** start Selected extract **
There are other positive impacts an RFS will have. With an RFS we will reduce the cost of the Farm Bill by raising the price of corn, creating more value added opportunities through farmer owned cooperatives, making us less dependent on foreign oil, and strengthening our sagging rural economy.
NCGA believes ethanol provides energy security for the United States and we have the necessary resources to make a significant contribution to our domestic fuel supply. If successful, an RFS will more than triple the size of the ethanol market within the next ten years.
On February 13, we took one step closer to making that priority a reality, Mr. Chairman, when you joined Sens. Tom Daschle (D-SD), and Dick Lugar (R-IN) to introduce the Fuels Security Act of 2003.
The NCGA is encouraged by this legislation, which was introduced by a bipartisan group of Senators who are united in supporting a bill that bans MTBE nationwide, strengthens air quality regulations, provides refiner flexibility, establishes an RFS, and marketplace provides certainty to our nation’s farmers. Under the leadership of Reps. Collin Peterson (D-MN) and Tom Osborne (R-NE), the House of Representatives introduced companion legislation.
One part of this legislation is a national RFS, which will triple the use of ethanol over the next 10 years. The key provisions of this bill are identical to RFS legislation introduced in the 107th Congress. The legislation is the Fuels Security Act of 2003 (S. 385/H.R. 837).
** end Selected extract **
## Tasks to carry out
1. Decide whether each statement below agrees with the ethanol passage, answering yes or no and quoting the words that settle it: (a) The Fuels Security Act of 2003 was introduced on February 13. (b) The key provisions of the bill differ from the RFS legislation introduced in the 107th Congress. (c) Reps. Collin Peterson and Tom Osborne led the House in introducing companion legislation.
2. Switch "RFS" to "renewable fuels standard" and write out the ethanol passage starting with "There are other" and going on through "next ten years.".
3. According to the ethanol passage, what will a successful RFS do to the size of the ethanol market within the next ten years?
** start Recorded information **
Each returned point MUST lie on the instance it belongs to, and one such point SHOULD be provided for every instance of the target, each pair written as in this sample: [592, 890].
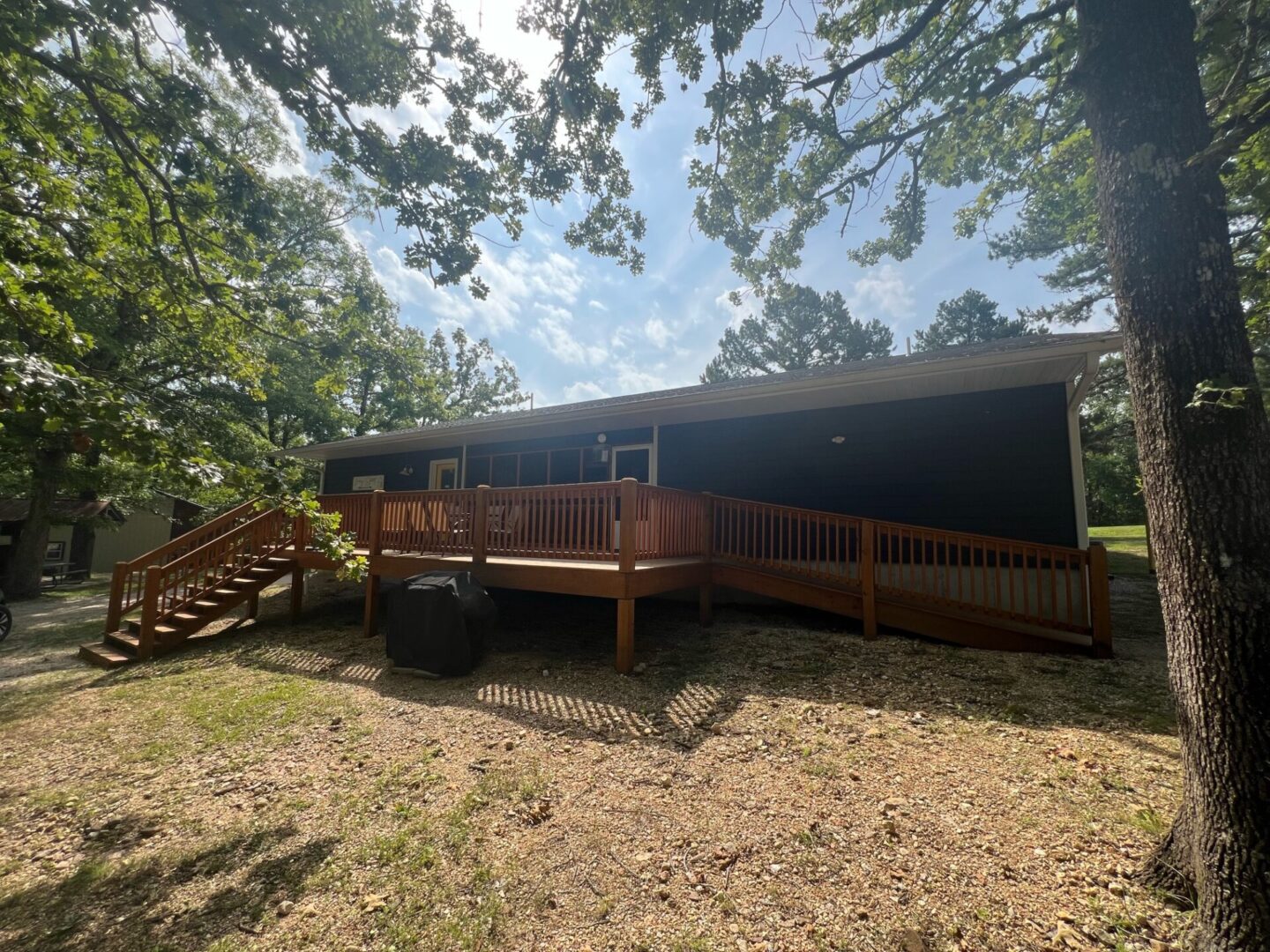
** end Recorded information **
## Full answers
1.
(a) Yes: "On February 13, we took one step closer to making that priority a reality, Mr. Chairman, when you joined Sens. Tom Daschle (D-SD), and Dick Lugar (R-IN) to introduce the Fuels Security Act of 2003."
(b) No: "The key provisions of this bill are identical to RFS legislation introduced in the 107th Congress."
(c) Yes: "Under the leadership of Reps. Collin Peterson (D-MN) and Tom Osborne (R-NE), the House of Representatives introduced companion legislation."

2.
There are other positive impacts an renewable fuels standard will have. With an renewable fuels standard we will reduce the cost of the Farm Bill by raising the price of corn, creating more value added opportunities through farmer owned cooperatives, making us less dependent on foreign oil, and strengthening our sagging rural economy.
NCGA believes ethanol provides energy security for the United States and we have the necessary resources to make a significant contribution to our domestic fuel supply. If successful, an renewable fuels standard will more than triple the size of the ethanol market within the next ten years.

3. It will more than triple the size of the ethanol market.